=== Document extract ===

-*-

Tuesday, November 20, 2012

Complications

I had my transplant 6 weeks ago and although I am so excited and feel wonderful, the journey has not been without complications.

I have had a few episodes of rejection as well as some other medical issues. It has been scary, painful and unnerving. I have fought through and been super compliant, but it doesn't always help. Sometimes even with the best medical care, there are unforeseen circumstances. Especially when you are putting a new organ in someone else's body.

I have had to "roll with the punches" so to speak during this process. I spent 33 out of 43 days in the hospital, it was supposed to be 7-10 days, I went a bit over. I was disappointed that I didn't get to be home on my oldest child's birthday, and Halloween. I was upset many times, and that did little more than raise my blood pressure. I had to let go of my expectations and pray for quick healing and for the doctors and nurses to know what to do.

I am not a patient person by nature, but this journey has taught me a lot about that. Everything comes together in its' own time. I am not the one in charge, God is, and He will direct the circumstances as He sees fit. I am so incredibly grateful that He directed me through all of this.

-*-

=== Source material ===
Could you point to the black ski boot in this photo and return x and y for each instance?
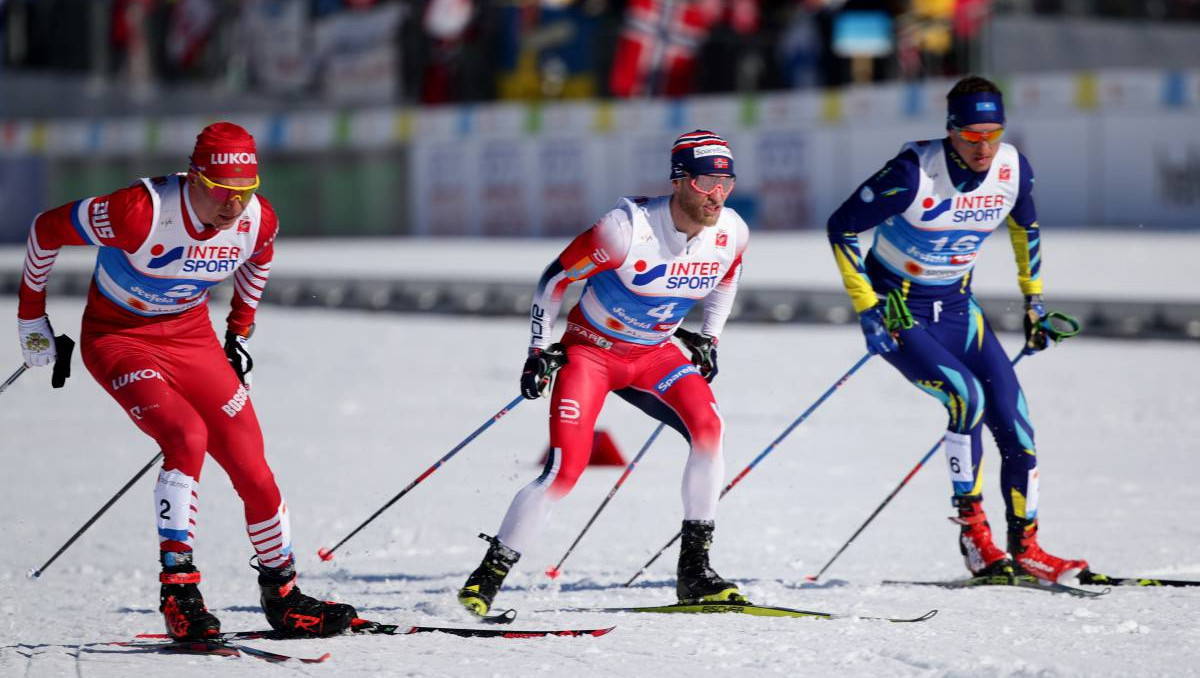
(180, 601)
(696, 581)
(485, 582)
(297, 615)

-*-

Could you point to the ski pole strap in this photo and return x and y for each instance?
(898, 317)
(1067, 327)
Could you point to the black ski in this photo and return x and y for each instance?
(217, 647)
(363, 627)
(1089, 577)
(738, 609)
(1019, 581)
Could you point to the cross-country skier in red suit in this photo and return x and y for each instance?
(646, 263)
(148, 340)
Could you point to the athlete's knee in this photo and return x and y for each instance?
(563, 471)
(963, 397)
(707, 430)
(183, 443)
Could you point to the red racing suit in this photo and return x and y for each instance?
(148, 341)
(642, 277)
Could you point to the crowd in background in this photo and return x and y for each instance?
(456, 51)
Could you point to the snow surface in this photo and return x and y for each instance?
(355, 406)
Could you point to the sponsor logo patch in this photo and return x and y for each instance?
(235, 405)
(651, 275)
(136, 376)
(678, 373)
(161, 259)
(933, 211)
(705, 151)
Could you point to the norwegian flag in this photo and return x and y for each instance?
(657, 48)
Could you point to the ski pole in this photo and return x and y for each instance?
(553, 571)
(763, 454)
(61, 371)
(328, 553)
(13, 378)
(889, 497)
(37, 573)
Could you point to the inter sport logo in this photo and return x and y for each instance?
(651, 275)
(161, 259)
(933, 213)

-*-

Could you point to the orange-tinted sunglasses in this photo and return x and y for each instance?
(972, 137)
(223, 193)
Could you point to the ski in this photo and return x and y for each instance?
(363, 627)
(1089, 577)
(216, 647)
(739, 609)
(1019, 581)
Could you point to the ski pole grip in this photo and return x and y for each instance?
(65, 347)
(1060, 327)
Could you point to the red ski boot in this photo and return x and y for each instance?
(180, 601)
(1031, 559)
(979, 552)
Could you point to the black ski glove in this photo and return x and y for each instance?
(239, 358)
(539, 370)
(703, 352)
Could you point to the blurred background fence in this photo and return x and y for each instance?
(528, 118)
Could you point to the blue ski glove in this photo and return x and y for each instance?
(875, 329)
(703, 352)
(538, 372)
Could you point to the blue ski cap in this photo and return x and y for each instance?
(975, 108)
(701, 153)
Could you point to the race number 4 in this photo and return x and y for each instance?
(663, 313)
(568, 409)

-*-

=== Brief A ===
Answer these about the post on transplant complications:
(i) How many weeks before the post was the transplant?
(ii) Out of 43 days, how many did the writer spend in the hospital?
(iii) Which two occasions did the writer miss being home for?
=== Brief B ===
Write out the part of the transplant post that begins at the words "I am not a patient" and stops after "all of this.", keeping every word and mark the same.
=== Brief C ===
Pick up the post about transplant complications after its last sentence and keep it going.
The items above were taken from a different source than the post.

=== Written answer A ===
(i) 6 weeks
(ii) 33 days
(iii) The oldest child's birthday and Halloween

=== Written answer B ===
I am not a patient person by nature, but this journey has taught me a lot about that. Everything comes together in its' own time. I am not the one in charge, God is, and He will direct the circumstances as He sees fit. I am so incredibly grateful that He directed me through all of this.

=== Written answer C ===
Sunday, November 18, 2012

TRANSPLANT

October 7, 2012 is my new birthday!

I received the gift of life via a Kidney-Pancreas transplant!

The journey has not been easy, but the struggles are well worth it. I can eat what I want, and I am free of insulin and dialysis. I feel stronger than I have in years, and that is an amazing feeling.

I think about my donor every day. I pray for their family, to find peace in their decision. I am not sure of any details about them, and how many people they were able to help, but I am eternally grateful for the gift they gave me.

I have been on this journey for a long time, and although it isn't always easy, I have not relapsed in many years. This gift makes that more important than ever. I will not take these new organs for granted. I have been taking all my meds, eating and TRYING to sleep. I am happy and ready to face the rest of my life.